- [TASK STATEMENT] Arrange every line of the items below as a Markdown table with two columns, Row and Line, numbering the rows in order and omitting any blank lines.

** BEGIN RECORD SET **

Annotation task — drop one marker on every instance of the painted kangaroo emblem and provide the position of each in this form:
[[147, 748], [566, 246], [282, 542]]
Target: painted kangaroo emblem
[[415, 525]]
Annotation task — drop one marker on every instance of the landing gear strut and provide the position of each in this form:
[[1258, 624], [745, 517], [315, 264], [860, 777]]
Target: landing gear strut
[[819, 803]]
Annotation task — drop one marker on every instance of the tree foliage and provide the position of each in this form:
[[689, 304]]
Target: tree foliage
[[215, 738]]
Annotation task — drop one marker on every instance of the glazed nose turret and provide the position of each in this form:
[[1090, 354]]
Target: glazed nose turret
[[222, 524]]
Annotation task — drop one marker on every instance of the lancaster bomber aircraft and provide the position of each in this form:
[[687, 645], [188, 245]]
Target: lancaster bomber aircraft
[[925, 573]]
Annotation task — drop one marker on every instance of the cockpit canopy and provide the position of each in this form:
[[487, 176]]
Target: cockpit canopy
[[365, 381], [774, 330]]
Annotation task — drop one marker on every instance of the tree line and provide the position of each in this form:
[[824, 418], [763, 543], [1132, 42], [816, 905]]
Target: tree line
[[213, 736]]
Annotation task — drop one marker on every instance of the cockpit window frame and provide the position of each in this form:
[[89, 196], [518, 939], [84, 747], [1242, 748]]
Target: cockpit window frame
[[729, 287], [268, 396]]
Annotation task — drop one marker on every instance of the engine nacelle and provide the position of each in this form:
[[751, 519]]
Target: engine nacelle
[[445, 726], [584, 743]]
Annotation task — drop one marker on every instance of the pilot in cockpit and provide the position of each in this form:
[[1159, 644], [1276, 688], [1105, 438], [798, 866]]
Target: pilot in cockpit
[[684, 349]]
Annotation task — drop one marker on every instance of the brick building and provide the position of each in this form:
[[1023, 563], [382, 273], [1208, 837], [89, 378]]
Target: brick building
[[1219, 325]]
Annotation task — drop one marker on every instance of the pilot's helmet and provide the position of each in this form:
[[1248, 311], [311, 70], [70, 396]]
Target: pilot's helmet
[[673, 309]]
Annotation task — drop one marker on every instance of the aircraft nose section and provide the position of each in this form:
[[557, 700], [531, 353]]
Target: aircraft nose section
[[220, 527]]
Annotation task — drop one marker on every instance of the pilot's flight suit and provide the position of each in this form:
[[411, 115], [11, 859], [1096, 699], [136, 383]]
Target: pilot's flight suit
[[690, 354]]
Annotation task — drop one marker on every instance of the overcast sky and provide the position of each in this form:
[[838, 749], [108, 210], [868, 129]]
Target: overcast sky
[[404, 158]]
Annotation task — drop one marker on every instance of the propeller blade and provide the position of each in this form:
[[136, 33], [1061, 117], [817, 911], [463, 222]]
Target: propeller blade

** END RECORD SET **

- [SOLUTION FOR THIS EXERCISE]
| Row | Line |
|---|---|
| 1 | Annotation task — drop one marker on every instance of the painted kangaroo emblem and provide the position of each in this form: |
| 2 | [[147, 748], [566, 246], [282, 542]] |
| 3 | Target: painted kangaroo emblem |
| 4 | [[415, 525]] |
| 5 | Annotation task — drop one marker on every instance of the landing gear strut and provide the position of each in this form: |
| 6 | [[1258, 624], [745, 517], [315, 264], [860, 777]] |
| 7 | Target: landing gear strut |
| 8 | [[819, 803]] |
| 9 | Annotation task — drop one marker on every instance of the tree foliage and provide the position of each in this form: |
| 10 | [[689, 304]] |
| 11 | Target: tree foliage |
| 12 | [[215, 738]] |
| 13 | Annotation task — drop one marker on every instance of the glazed nose turret and provide the position of each in this form: |
| 14 | [[1090, 354]] |
| 15 | Target: glazed nose turret |
| 16 | [[222, 524]] |
| 17 | Annotation task — drop one marker on every instance of the lancaster bomber aircraft and provide the position of each in this form: |
| 18 | [[687, 645], [188, 245]] |
| 19 | Target: lancaster bomber aircraft |
| 20 | [[925, 573]] |
| 21 | Annotation task — drop one marker on every instance of the cockpit canopy and provide the position of each in this form: |
| 22 | [[487, 176]] |
| 23 | Target: cockpit canopy |
| 24 | [[365, 381], [774, 330]] |
| 25 | Annotation task — drop one marker on every instance of the tree line and provide the position of each in this form: |
| 26 | [[824, 418], [763, 543], [1132, 42], [816, 905]] |
| 27 | Target: tree line |
| 28 | [[213, 736]] |
| 29 | Annotation task — drop one marker on every instance of the cockpit window frame and provide the position of each in this form: |
| 30 | [[89, 196], [518, 939], [84, 747], [1242, 748]] |
| 31 | Target: cockpit window frame |
| 32 | [[729, 287], [268, 396]] |
| 33 | Annotation task — drop one marker on every instance of the engine nacelle and provide the position of each in this form: |
| 34 | [[751, 519]] |
| 35 | Target: engine nacelle |
| 36 | [[445, 726], [584, 743]] |
| 37 | Annotation task — drop one marker on every instance of the pilot in cockpit and provide the position of each in this form: |
| 38 | [[1159, 644], [1276, 688], [1105, 438], [798, 866]] |
| 39 | Target: pilot in cockpit |
| 40 | [[684, 349]] |
| 41 | Annotation task — drop one marker on every instance of the brick building and provide the position of each in this form: |
| 42 | [[1023, 563], [382, 273], [1208, 837], [89, 378]] |
| 43 | Target: brick building |
| 44 | [[1219, 325]] |
| 45 | Annotation task — drop one marker on every instance of the pilot's helmet and provide the position of each in this form: |
| 46 | [[1248, 311], [311, 70], [70, 396]] |
| 47 | Target: pilot's helmet |
| 48 | [[673, 309]] |
| 49 | Annotation task — drop one marker on every instance of the aircraft nose section and provide the position of each in this form: |
| 50 | [[557, 700], [531, 353]] |
| 51 | Target: aircraft nose section |
| 52 | [[220, 527]] |
| 53 | Annotation task — drop one marker on every instance of the pilot's flight suit and provide the position of each in this form: |
| 54 | [[411, 115], [11, 859], [1096, 699], [136, 383]] |
| 55 | Target: pilot's flight suit |
| 56 | [[690, 354]] |
| 57 | Annotation task — drop one marker on every instance of the overcast sky and provide the position of each in this form: |
| 58 | [[838, 749], [108, 210], [868, 129]] |
| 59 | Target: overcast sky |
| 60 | [[404, 158]] |
| 61 | Annotation task — drop one marker on every instance of the propeller blade and provide the position of each in this form: |
| 62 | [[136, 33], [1061, 117], [817, 911], [463, 222]] |
| 63 | Target: propeller blade |